++++ ENTRIES SHOWN

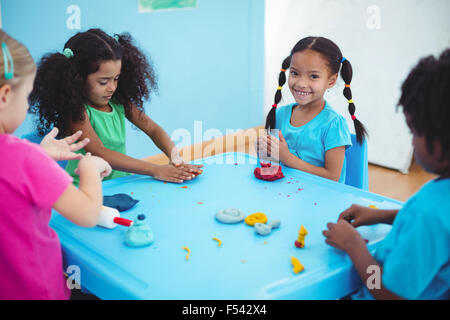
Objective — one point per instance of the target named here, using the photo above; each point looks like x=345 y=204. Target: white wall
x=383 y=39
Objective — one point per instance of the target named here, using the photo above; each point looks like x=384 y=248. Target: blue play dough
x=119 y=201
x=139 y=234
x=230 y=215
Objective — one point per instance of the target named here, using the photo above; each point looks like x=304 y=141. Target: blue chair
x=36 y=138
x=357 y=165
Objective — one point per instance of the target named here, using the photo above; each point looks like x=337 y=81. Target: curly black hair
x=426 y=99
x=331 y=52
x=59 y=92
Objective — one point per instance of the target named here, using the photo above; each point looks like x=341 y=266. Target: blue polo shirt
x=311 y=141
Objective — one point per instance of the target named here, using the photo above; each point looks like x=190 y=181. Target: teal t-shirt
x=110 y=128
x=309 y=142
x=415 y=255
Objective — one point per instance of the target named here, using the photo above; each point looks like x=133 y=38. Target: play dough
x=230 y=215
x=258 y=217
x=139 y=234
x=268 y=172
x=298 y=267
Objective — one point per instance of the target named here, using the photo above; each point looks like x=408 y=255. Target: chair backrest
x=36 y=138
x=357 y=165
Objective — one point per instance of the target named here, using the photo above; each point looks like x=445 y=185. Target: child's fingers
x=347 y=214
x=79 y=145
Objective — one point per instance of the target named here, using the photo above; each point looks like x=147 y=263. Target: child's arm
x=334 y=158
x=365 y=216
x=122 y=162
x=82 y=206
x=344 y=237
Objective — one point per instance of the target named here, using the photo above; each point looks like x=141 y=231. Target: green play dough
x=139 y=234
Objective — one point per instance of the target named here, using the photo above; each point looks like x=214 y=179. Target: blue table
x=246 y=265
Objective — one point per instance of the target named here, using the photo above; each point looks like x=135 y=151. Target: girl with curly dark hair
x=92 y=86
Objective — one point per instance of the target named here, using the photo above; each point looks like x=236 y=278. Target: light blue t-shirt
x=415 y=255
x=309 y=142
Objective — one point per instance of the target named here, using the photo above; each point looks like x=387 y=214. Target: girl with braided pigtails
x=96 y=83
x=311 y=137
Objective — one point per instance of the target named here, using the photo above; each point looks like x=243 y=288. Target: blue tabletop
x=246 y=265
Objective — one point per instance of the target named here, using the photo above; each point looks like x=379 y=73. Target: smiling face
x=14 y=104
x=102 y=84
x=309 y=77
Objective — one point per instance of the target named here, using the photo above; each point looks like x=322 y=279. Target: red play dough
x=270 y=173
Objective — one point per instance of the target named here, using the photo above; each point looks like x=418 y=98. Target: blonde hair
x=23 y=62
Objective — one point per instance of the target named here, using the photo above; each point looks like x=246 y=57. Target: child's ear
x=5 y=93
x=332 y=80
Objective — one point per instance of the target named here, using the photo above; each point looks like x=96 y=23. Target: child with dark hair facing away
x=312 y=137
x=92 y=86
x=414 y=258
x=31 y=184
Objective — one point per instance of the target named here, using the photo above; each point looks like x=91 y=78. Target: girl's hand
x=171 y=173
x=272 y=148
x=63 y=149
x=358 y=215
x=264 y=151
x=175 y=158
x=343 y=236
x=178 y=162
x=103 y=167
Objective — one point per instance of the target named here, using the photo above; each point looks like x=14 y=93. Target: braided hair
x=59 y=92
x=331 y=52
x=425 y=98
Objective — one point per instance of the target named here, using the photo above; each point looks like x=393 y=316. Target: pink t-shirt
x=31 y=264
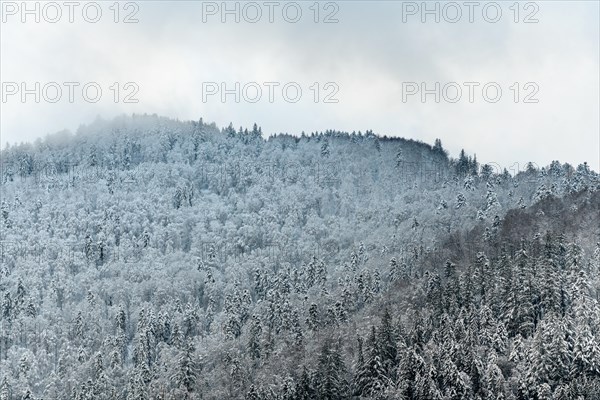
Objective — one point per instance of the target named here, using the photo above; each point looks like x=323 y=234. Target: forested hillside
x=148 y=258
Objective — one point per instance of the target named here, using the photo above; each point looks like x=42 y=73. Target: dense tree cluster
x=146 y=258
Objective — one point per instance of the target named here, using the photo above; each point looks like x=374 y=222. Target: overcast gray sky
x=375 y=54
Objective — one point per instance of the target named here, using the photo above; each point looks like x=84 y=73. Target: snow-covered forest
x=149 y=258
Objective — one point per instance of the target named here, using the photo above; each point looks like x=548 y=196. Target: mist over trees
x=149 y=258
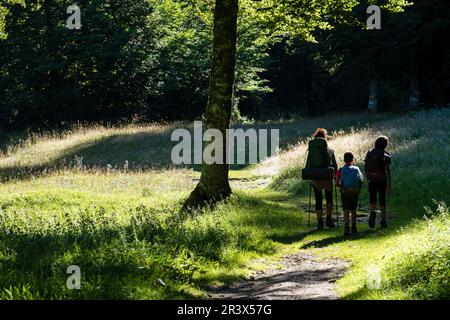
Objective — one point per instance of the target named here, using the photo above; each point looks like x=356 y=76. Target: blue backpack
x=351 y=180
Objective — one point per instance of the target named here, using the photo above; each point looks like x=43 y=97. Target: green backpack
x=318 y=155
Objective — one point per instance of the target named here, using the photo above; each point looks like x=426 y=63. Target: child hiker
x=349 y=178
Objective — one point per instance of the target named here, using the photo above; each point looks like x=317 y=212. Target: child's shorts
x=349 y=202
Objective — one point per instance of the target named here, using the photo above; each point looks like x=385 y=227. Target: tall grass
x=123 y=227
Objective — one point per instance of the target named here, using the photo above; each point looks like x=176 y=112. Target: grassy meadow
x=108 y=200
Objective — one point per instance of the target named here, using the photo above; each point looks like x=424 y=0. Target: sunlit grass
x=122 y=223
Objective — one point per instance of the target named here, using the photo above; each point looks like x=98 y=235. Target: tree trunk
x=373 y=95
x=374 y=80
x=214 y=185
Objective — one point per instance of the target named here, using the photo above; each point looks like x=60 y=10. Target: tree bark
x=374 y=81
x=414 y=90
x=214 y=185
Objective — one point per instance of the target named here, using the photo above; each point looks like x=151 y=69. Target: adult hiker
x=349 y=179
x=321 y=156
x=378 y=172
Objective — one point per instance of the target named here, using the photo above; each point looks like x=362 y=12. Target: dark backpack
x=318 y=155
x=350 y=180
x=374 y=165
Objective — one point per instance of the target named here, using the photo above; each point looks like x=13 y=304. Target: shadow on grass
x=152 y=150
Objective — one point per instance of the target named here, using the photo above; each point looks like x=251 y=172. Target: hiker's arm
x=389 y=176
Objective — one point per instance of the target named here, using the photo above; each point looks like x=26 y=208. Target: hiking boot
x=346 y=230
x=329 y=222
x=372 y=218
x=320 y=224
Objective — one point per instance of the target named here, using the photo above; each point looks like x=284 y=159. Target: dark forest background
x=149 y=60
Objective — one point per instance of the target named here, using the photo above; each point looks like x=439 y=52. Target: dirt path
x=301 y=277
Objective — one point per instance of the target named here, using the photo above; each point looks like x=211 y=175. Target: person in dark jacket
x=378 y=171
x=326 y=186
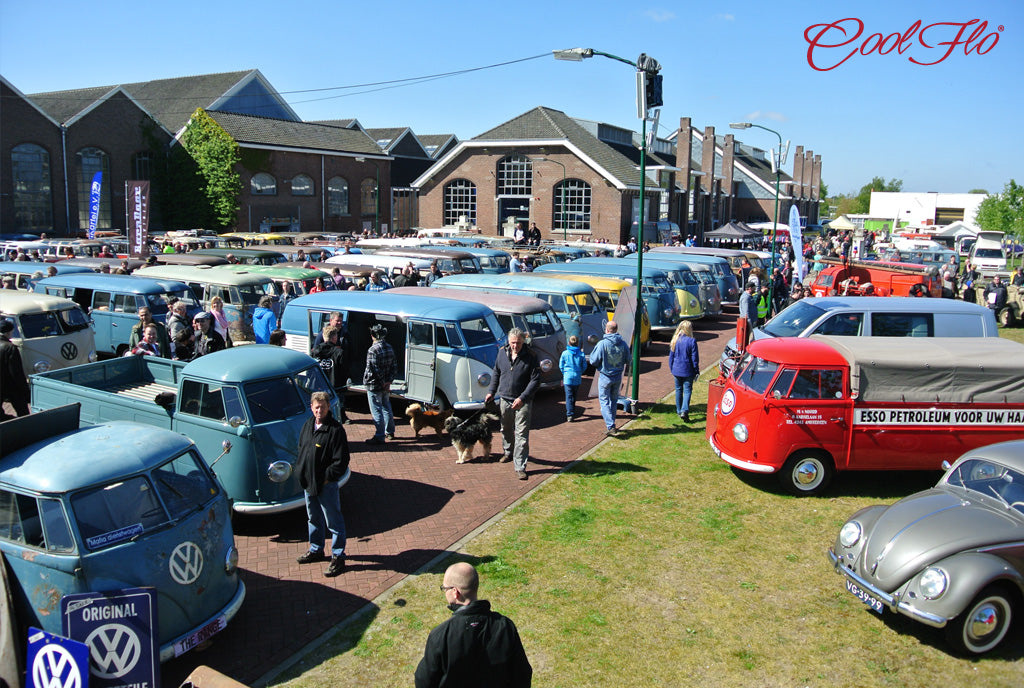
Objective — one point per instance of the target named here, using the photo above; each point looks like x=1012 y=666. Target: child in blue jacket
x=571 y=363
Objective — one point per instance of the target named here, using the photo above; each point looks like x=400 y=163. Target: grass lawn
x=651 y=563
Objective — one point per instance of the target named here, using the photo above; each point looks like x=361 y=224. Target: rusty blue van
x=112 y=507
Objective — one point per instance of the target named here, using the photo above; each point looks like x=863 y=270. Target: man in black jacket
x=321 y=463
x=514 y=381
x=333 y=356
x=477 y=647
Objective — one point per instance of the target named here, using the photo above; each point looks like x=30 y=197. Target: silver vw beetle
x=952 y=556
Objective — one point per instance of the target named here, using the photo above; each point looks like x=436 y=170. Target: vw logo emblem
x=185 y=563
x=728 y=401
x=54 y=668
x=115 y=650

++++++++

• STATED TASK: Can you turn all the items above into a two-column CSV with the headers instruction and points, one row per item, with the item's text and its answer each in a single quoted field and line breaks replaced by spaces? Leave the pictures out.

• OUTPUT:
instruction,points
"Objective — one point per instance of the target named here, using the photo above; each point looks like x=345 y=204. Target: white wall","x=383 y=39"
"Objective — one point per instance of the target named here, using the photo above; each point looks like x=384 y=248. Target: blue play dough","x=119 y=201 x=139 y=234 x=230 y=215"
"Objective — one point per instance of the target named here, using the photo above; each point looks like x=304 y=141. Target: blue chair","x=36 y=138 x=357 y=165"
"Objective — one point per instance of the target named here, using the photo above; each point looks like x=337 y=81. Target: curly black hair","x=426 y=99 x=331 y=52 x=59 y=92"
"Objective — one point per instance of the target named here, using the photo above; each point looks like x=341 y=266. Target: blue polo shirt","x=311 y=141"
"Objective — one point per instance of the target named here, using the photo above; each point looks like x=190 y=181. Target: teal t-shirt","x=110 y=128 x=309 y=142 x=415 y=255"
"Objective — one point per instance of the target named here, using the photo above; each point looks like x=133 y=38. Target: play dough","x=230 y=215 x=258 y=217 x=139 y=234 x=268 y=172 x=298 y=267"
"Objective — one point per instance of the target named here, using the photo above; each point looks like x=408 y=255. Target: chair backrest","x=36 y=138 x=357 y=165"
"Objective — one point per instance of the target named here, using the photo above; each point looks like x=445 y=185. Target: child's fingers","x=347 y=214 x=79 y=145"
"Objective — one point per instance of the target named here, using the photo above; each point looks like x=147 y=263. Target: child's arm","x=334 y=158 x=365 y=216 x=122 y=162 x=82 y=206 x=344 y=237"
"Objective — one point per instance of the target named here, using the photo above; each point looks like x=141 y=231. Target: green play dough","x=139 y=234"
"Objective — one point per instance of the target named here, using the photo above; each point looks like x=214 y=179. Target: blue table","x=246 y=265"
"Objective — one point per instance of the target named here, using the photo above; each point looks like x=135 y=151. Target: girl with curly dark hair","x=92 y=86"
"Objective — one point per instance of the target named here, using the photo above; each point looks like x=236 y=278. Target: light blue t-shirt","x=415 y=255 x=309 y=142"
"Objective — one point per instance of the target named here, using the photo above; each point looks like x=387 y=214. Target: girl with braided pigtails","x=96 y=83 x=311 y=137"
"Objective — one point per instance of the target named here, using the photo above; each point looks like x=243 y=288. Target: blue tabletop","x=246 y=265"
"Objective — one point per instance of the target named here, using the photo above; each point looks like x=379 y=73. Target: smiling face","x=14 y=104 x=102 y=84 x=309 y=77"
"Objective — one point per instance of the target named here, using the photo above; each point looks like x=322 y=279. Target: red play dough","x=270 y=173"
"Objective — one point per instance of the target named here, using the photo above; each point looks like x=418 y=98. Target: blonde hair","x=23 y=62"
"Objective — one point per instance of the target named here, using the photo above; each point looks like x=246 y=57. Target: child's ear","x=5 y=93 x=332 y=80"
"Objective — one point per instance of the target named here, using the photo above; each point looks like x=96 y=23. Target: child with dark hair facing away","x=312 y=137 x=92 y=86 x=414 y=258 x=31 y=184"
"Objective — one point per instance of the target named here, using the photo above; each point looks like x=91 y=78. Target: girl's hand","x=171 y=173 x=272 y=148 x=63 y=149 x=358 y=215 x=264 y=151 x=175 y=158 x=343 y=236 x=178 y=162 x=103 y=167"
"Objective — one point per instance of the target named here, using the photo above; each point looks like x=14 y=93. Target: braided hair","x=59 y=92 x=331 y=52 x=425 y=98"
"Objective — one point per instance of the target named here, using the photo above; each point looks like x=393 y=316. Target: pink t-shirt","x=31 y=264"
"Objective — one point per instance of the target named here, using the photo above; each point looks like x=323 y=234. Target: forested hillside","x=148 y=258"
"Objective — one point per instance of the target named here, using the photo above; each point looks like x=42 y=73. Target: dense tree cluster","x=146 y=258"
"Objective — one point per instance of the target named here, using the photo above; each point looks like x=374 y=222. Target: overcast gray sky","x=375 y=54"
"Objective — one point per instance of the target named here, using the photo above; each point looks like x=84 y=73. Target: snow-covered forest","x=149 y=258"
"Objective — one point per instance of the target named here, using the photo above; each point looks like x=548 y=196. Target: mist over trees","x=149 y=258"
"Objective — one point per instance of the target named here, using the photo above; each point looks like x=356 y=76. Target: blue backpack","x=351 y=180"
"Objective — one point per instance of the target named here, using the photo above; each point looks like x=43 y=97. Target: green backpack","x=318 y=155"
"Objective — one point per instance of the target named here, using the photo above; each point looks like x=426 y=63. Target: child hiker","x=349 y=178"
"Objective — one point per instance of the target named here, using the photo above; each point looks like x=317 y=212. Target: child's shorts","x=349 y=202"
"Objective — one point per instance of the target named here, using the photo above; each point looks like x=385 y=227. Target: tall grass","x=123 y=227"
"Objective — one point per instance of the target named here, using the photo above; each point looks like x=176 y=112. Target: grassy meadow","x=108 y=200"
"Objective — one point per instance of the target named here, using the photo above; each point looks like x=424 y=0. Target: sunlit grass","x=122 y=223"
"Objective — one point per instance of the target named here, using the photo above; each point looks like x=98 y=235. Target: tree trunk","x=373 y=95 x=374 y=80 x=214 y=185"
"Objective — one point per instance of the target named here, using the photo above; each point looks like x=60 y=10. Target: tree bark","x=374 y=81 x=414 y=90 x=214 y=185"
"Objective — one point per instance of the target named here, using the photo above; each point looks like x=151 y=69. Target: adult hiker","x=349 y=179 x=321 y=156 x=378 y=172"
"Objective — one point per instance of the target named here, using the photo above; each point looks like x=362 y=12. Target: dark backpack","x=318 y=155 x=350 y=180 x=374 y=165"
"Objective — one point per instance of the target named here, using the photo above; each point looks like x=13 y=304. Target: shadow on grass","x=152 y=150"
"Objective — one point per instance of the target named here, using the photo above; each point looks like x=251 y=172. Target: hiker's arm","x=389 y=176"
"Objective — one point per instance of the target named here, using the photo above; each point looks like x=26 y=208. Target: hiking boot","x=346 y=230 x=329 y=222 x=372 y=218 x=320 y=224"
"Objective — one point per instance of the target named here, using the photo above; each point looks like x=284 y=159. Target: dark forest background","x=149 y=60"
"Objective — one point per instance of the target named here, using the photo above; each point looks like x=439 y=52. Target: dirt path","x=301 y=277"
"Objective — one point per instance of the target named here, using the photo above; each point looks like x=211 y=175. Target: person in dark jacket","x=378 y=171 x=326 y=186"
"Objective — one point per instance of the target named here, using the photo above; each point looks like x=1012 y=666. Target: child in blue jacket","x=571 y=363"
"Objective — one point per instance of the target named here, using the photo above; each point looks like x=400 y=163. Target: grass lawn","x=651 y=563"
"Objective — one point per instance of the target named here, using the photo above; each point looks like x=361 y=224. Target: rusty blue van","x=112 y=507"
"Objective — one point per instance of the target named here, using the photo above; each point looks like x=863 y=270. Target: man in black jacket","x=321 y=463 x=514 y=381 x=333 y=356 x=477 y=647"
"Objective — one point per instance of the target named here, using the photo above; each point looks like x=30 y=197. Target: silver vw beetle","x=952 y=556"
"Objective — one point per instance of the target named here, using the photo above; each point looks like x=436 y=170. Target: vw logo emblem","x=185 y=563 x=728 y=401 x=54 y=668 x=115 y=650"